▶ [TEXTO]:

——————

Para lá da distinção, o baú de memórias das quase duas décadas nesta função tem também espaço para missões com um final inesperado. António Barreiros recorda o dia em que conseguiu retirar de um catamarã três franceses. Algo - que não consegue explicar o quê - atingiu a embarcação e esta começou a afundar. A Esquadra foi ativada, a missão concluída com sucesso e, já a bordo do helicóptero, um dos que acabara de ser salvo "saca de um pacotinho de Mon Chéri para dar à tripulação". A caixa de chocolates chegou a terra? "Não, foi consumida a bordo", graceja o militar.
Mas nem sempre os militares são presenteados com doces quando o pior já passou: "As pessoas estão a debater-se pela vida e quando veem que estão em contacto connosco perdem os sentidos, desfalecem. Porque parecem que já sabem, vou descansar (...). O alívio com que ficam quando depois de verem o recuperador-salvador, especialmente em vítimas de água, náufragos que estejam em balsas. Estão ali há horas ou, às vezes, até dias". São momentos em que a conversa fica para depois. "Habitualmente não dizem nada", até porque, como revela António Barreiros, o "helicóptero está a funcionar, o rotor está lançado, é um barulho incrível".
Para que a missão seja concluída com sucesso - e assim tem sido em tantas vezes - o treino é fundamental: "A esmagadora maioria de horas de voo aqui da Esquadra é em missões de treino."

——————

▶ [CONJUNTO DE DADOS]:

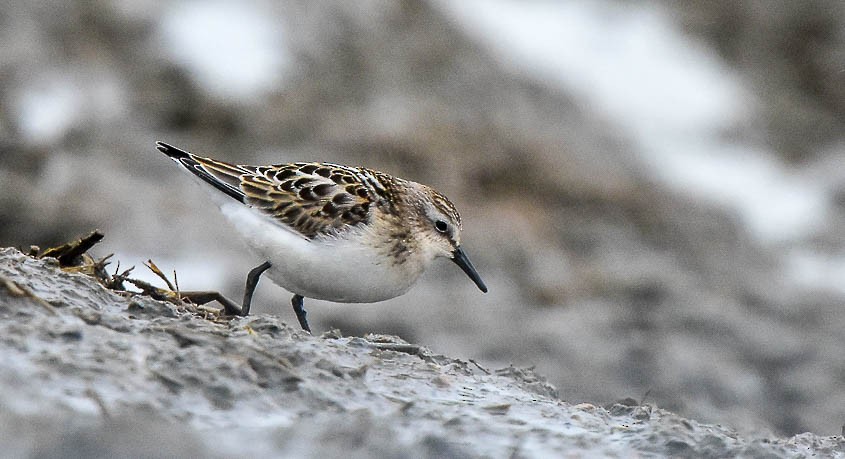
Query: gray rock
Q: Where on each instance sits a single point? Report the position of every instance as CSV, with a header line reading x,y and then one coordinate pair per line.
x,y
91,372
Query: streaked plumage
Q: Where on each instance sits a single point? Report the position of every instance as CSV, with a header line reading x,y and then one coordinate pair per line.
x,y
334,232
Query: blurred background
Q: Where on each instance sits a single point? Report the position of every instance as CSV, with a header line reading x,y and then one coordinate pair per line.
x,y
654,191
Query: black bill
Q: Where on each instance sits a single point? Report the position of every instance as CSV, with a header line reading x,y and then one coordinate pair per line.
x,y
460,259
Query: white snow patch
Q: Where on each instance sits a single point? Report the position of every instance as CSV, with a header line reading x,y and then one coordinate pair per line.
x,y
667,92
47,108
192,274
233,49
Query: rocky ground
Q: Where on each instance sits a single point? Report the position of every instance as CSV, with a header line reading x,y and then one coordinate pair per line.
x,y
610,280
92,372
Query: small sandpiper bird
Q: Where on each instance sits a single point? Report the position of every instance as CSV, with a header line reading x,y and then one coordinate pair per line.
x,y
330,232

——————

Consegue prolongar o texto sobre as missões de salvamento da Esquadra, partindo da sua última frase? Não é preciso recorrer às linhas.

Um toque de telemóvel é o primeiro passo para o início da missão
No caso das missões reais, estas não escolhem dia e podem durar cerca de três horas, mas calcular a duração ao certo é difícil, já que é tudo imprevisível. A meteorologia não costuma colaborar. "Assim que somos ativados temos meia hora para estar no ar, a menos que o helicóptero tenha que ser reconfigurado devido ao cariz da missão", revela.
Cada militar tem um telemóvel consigo e, assim que toca, estejam a "almoçar ou a dormir", sabem "o que têm de fazer". "Todos se equipam" e no caso dos recuperadores-salvadoras não falta equipamento para preparar, desde "capacetes, fatos" até ao arnês com que descem do EH-101. A mala costuma pesar de 50 kg e, quando a missão acaba, há que arrumar tudo. Cada um é responsável pelo seu equipamento e no final, apesar do cansaço, ainda têm de o secar e guardar.
"Temos de ser nós e às vezes vimos saturados do voo. No verão, é bom voarmos à noite porque a temperatura é mais agradável. O que tem de mau é que o sol se põe muito tarde. Enquanto que de inverno, às 18h e tal, fazemos um voo de noite, é mais cedo, mas é terrível. Nunca ninguém de nós morreu, mas é fresquinho", afirma o recuperador-salvador.
Para toda esta aventura, a camaradagem ajuda. "É o nosso velhote e amigo", diz Vítor Casimiro, à medida que bate com a mão nas costas de António Barreiros. Igualmente recuperador-salvador, mas há menos três anos do que ele, o sargento-ajudante confessa que tem ao seu lado uma referência: "Desde sempre o considerei como um exemplo que poderia seguir. Ajudou-me muito desde que cheguei a esta função. Foi meu instrutor e ajudou-me muito a ter mais noção do que é esta realidade."
E é uma realidade que vai continuar por muito mais tempo na vida do recuperador-salvador mais antigo da Esquadra? "Não faço ideia. Mantenho as minhas filhas, a minha família, vou ajudá-los. (...) Não faço grandes planos, deixa ver o que isto vai dar", afirma António Barreiros.
Promessa de quem, na terra ou no mar, está habituado a salvar vidas de quem as tem em suspenso, por minutos, horas ou até dias: "Assim vou cá ficando até que eles me mandem embora. Quero ter o bom-senso de sair antes de, em vez de estar a ajudar, ter de ser ajudado."